TASK DETAILS =
Can you restate the car seat safety post from "Car Seat Safety" to "is correctly installed.", substituting "children" for "kids"?

PROVIDED PASSAGE =
□ □ □ □

Car Seat Safety

Recently, the kids and I were in a car accident. It doesn’t matter how safe of a driver you are, accidents can still happen so you have to be prepared and take precautions to keep your children safe. That means always having them in a car seat that is correctly installed.

After the accident, we were told that it would be best for us to buy new cars seats for the children. The accident really shook me up. So when I bought the new car seats, I decided to go to BCAA and get a one-on one instruction session on how to properly install the car seats. And boy am I glad I went! There are things that I learned and I thought if I don’t know some of this, I’m sure there are other parents that don’t either. When the BCAA rep started the session, he told me not to be offended because he was going to talk to me about car seats from the basics. It definitely helped to have a refresher.

Some of the things that he touched on were:

– Car seats have two systems, either anchoring or seat belt. Only use one to keep your child safe. (If you choose to use the seatbelt method, make sure it’s properly attached.)

– For a rear facing car seat, use a cut piece of foam (swimming noodle)  to keep it balanced.

– For a front facing car seat, the shoulder belts should be above the shoulder of the child and on rear-facing they should be slightly below the shoulder of the child.

– If your rear facing carseat is on the side, the seat in front should not be touching the back of the car seat, there has to be a little bit of room.

– The safest place for your child is in a rear-facing car seat in the middle of the backseat, so keep your child in that position for as long as you can.

– If you buy a car seat in the United States to use in Canada, it is illegal if it doesn’t comply with Canadian safety standards and it doesn’t display the National Safety Mark:

These are just a few of the things that the BCAA representative talked to me about as he assisted me in properly installing my two car seats. (You can get complete information and facts by contacting a local agency in your city that assists with car seat installations.)

One fact that really surprised me was when the rep told me that every car seat you buy in Canada, is equally safe because they have all passed the same safety standards. So then my question was, why are some car seats only $70 while other’s are $350 if they are all equally safe?

The answer that was given to me was that the more expensive car seats often have more bells and whistles like easier installation, slimmer build and some are made of steel frames. I do feel better knowing that whatever car seats I buy (in Canada) will keep my children equally safe.

I really recomend going to one of these carseat workshops or clinics. Whether you’re expecting a baby or your child is three years old, you can still learn something and it doesn’t hurt to make sure you’re doing everything right to keep your child safe in the car.

□ □ □ □

MATERIAL SUPPLIED =
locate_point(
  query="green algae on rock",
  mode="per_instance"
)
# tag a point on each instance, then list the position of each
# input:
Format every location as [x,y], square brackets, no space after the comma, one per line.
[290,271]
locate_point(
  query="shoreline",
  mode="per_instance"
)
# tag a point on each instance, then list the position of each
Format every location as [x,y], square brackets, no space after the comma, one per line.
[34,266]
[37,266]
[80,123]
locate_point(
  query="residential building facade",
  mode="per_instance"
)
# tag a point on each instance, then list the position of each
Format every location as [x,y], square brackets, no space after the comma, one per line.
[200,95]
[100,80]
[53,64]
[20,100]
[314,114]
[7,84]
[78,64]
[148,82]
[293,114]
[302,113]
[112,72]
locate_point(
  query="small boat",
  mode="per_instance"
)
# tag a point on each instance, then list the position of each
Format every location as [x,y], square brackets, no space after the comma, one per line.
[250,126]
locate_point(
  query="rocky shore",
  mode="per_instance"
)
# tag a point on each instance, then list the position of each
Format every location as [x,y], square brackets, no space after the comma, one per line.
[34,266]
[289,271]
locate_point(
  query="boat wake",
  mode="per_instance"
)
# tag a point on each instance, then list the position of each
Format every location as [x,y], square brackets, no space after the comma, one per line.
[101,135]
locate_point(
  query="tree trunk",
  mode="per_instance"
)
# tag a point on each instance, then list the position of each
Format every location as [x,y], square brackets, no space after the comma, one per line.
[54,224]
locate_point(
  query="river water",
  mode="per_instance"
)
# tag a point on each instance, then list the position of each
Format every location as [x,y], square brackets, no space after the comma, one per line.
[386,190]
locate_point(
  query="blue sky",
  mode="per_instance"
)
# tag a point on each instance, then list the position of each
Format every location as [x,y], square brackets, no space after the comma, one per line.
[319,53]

□ □ □ □

SOLUTION FOR THIS PROBLEM =
Car Seat Safety

Recently, the children and I were in a car accident. It doesn’t matter how safe of a driver you are, accidents can still happen so you have to be prepared and take precautions to keep your children safe. That means always having them in a car seat that is correctly installed.